= DATA SUPPLIED =
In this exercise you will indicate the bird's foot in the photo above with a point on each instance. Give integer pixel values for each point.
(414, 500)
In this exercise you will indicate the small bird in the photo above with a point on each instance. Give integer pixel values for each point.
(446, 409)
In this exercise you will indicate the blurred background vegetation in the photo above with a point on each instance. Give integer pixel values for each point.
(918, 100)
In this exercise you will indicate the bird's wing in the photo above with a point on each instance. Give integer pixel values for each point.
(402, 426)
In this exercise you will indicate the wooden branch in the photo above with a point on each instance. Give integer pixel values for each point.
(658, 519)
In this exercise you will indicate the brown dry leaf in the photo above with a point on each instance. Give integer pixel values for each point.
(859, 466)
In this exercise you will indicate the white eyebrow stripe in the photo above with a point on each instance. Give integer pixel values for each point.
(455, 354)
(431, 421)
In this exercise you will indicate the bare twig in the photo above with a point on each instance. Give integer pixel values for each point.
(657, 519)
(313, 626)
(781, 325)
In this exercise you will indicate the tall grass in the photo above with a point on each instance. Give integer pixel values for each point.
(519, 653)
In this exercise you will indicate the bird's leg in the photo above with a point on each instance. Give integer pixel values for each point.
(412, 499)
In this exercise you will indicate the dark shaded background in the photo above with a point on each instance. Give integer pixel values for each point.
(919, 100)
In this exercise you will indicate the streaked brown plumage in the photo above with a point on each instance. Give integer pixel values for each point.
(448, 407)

= DIRECTIVE =
Convert all the rows above into a Markdown table with two columns, Number and Line. Each line goes in its own table row, numbered in order, with blank lines left out.

= RESULT OF THE TASK =
| Number | Line |
|---|---|
| 1 | In this exercise you will indicate the bird's foot in the photo above with a point on each instance. Give integer pixel values for each point. |
| 2 | (414, 500) |
| 3 | In this exercise you will indicate the small bird in the photo above with a point on each instance. Give integer pixel values for each point. |
| 4 | (446, 409) |
| 5 | In this exercise you will indicate the blurred background vegetation in the photo above with a point on each instance. Give integer pixel values for each point. |
| 6 | (918, 100) |
| 7 | In this exercise you will indicate the bird's wing in the photo above with a point on each instance. Give integer pixel values for each point. |
| 8 | (402, 426) |
| 9 | In this exercise you will indicate the wooden branch in the photo above with a point on each instance. Give integer pixel values for each point. |
| 10 | (658, 519) |
| 11 | In this exercise you will indicate the brown dry leaf in the photo above with a point on each instance. Give integer pixel values for each point. |
| 12 | (859, 466) |
| 13 | In this exercise you will indicate the white eyebrow stripe in the photo above with a point on each instance. Give integer pixel values for each point. |
| 14 | (455, 354) |
| 15 | (431, 421) |
| 16 | In this exercise you will indicate the bare twig in the photo above with a point on each instance. Give integer pixel values for each point. |
| 17 | (657, 519) |
| 18 | (313, 626) |
| 19 | (781, 325) |
| 20 | In this exercise you will indicate the tall grass in the photo above with a point on each instance. Give integer pixel values for each point. |
| 21 | (519, 653) |
| 22 | In this exercise you will indicate the bird's leg in the photo above with a point on each instance. Give integer pixel values for each point. |
| 23 | (412, 499) |
| 24 | In this exercise you will indicate the dark shaded background in the photo above with a point on each instance. Give integer pixel values for each point. |
| 25 | (919, 100) |
| 26 | In this exercise you will indicate the streaked brown plumage in the photo above with a point on each instance. Give integer pixel values for each point. |
| 27 | (448, 407) |